-------- Selected text --------

Trooper Ross Woodward described seeing lots of civilians with casualties, people frozen in place and screaming. He said they tried to move people away from danger, before going to the aid of the injured.

Trooper Woodward tended to victims who had gun shot wounds Credit: Good Morning Britain, ITV

One of those was a man who was shot in the lower back.

I applied direct pressure using a jumper. He was holding my hands and saying 'I cant breath, I can't breath'.

Three minutes later, he was still saying, more panicked, he can't breath.

And after that he had gone, there was no response from him. I checked his pulse, so I realised he had passed away.

– Trooper Ross Woodward

Trooper Woodward explains at that point he asked a woman to stay by the man's side so he could tend to other victims, including a wheelchair user who had been shot in the back as well.

--------

What this exercise asks:
[A] Please answer these questions on the trooper's account:
(i) Where on his body had the first man Trooper Woodward helped been shot?
(ii) What did Trooper Woodward use to apply direct pressure?
(iii) Which other victim does Trooper Woodward mention tending to?
[B] Carry on the trooper's account from the sentence that ends "who had been shot in the back as well."
You won't need the lines after this text.

-------- Collected material --------

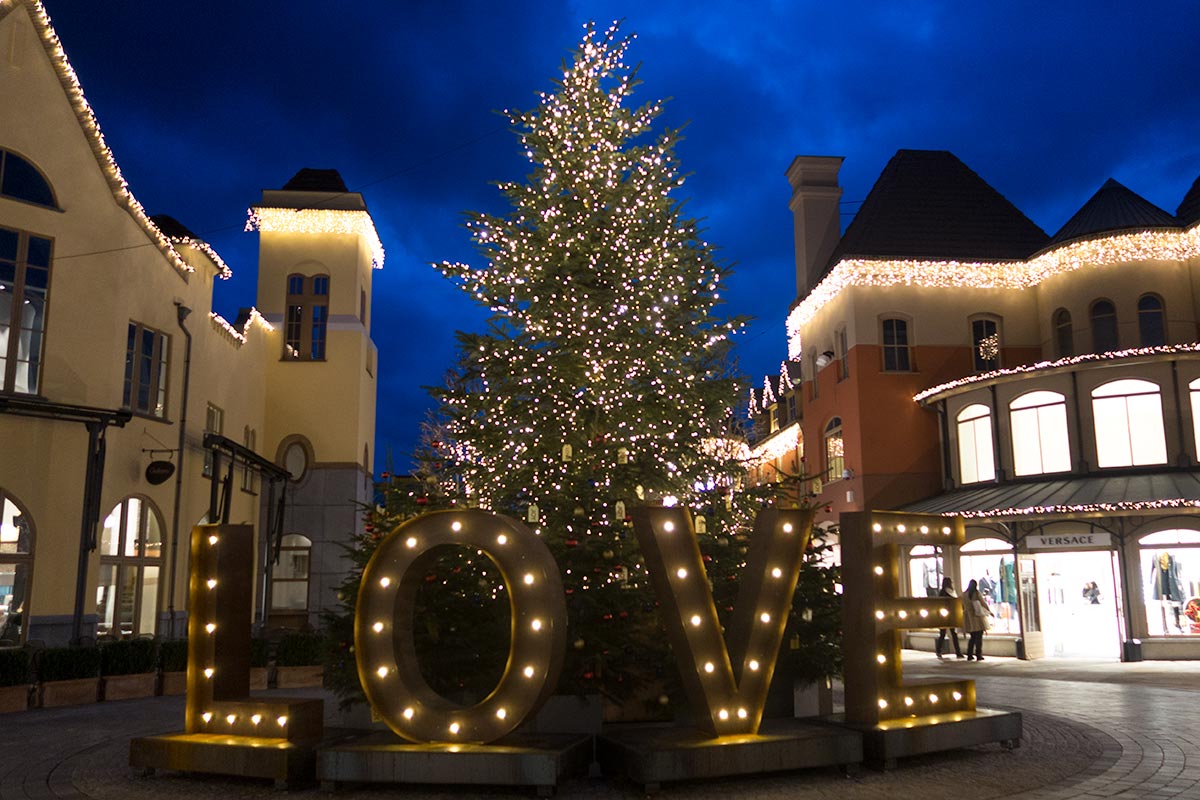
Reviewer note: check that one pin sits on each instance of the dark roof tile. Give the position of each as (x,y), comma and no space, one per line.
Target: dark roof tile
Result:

--------

Results by task:
[A]
(i) In the lower back.
(ii) A jumper.
(iii) A wheelchair user who had also been shot in the back.

[B]
Tributes are left near the scene of the shooting in Las Vegas Credit: PA

Trooper Chris May, who got split up from his two friends during the chaos, credited his military training for the brave and selfless response shown by the troops.

"We all have the knowledge, thanks to our training that we knew we could try and help and hopefully make a difference," he said.

Their actions that night won acclaim from the Prime Minister, who thanked them for their efforts earlier this week.

Stephen Paddock left 58 people dead and 489 injured when he opened fire on Route 91 Harvest Festival on Sunday night.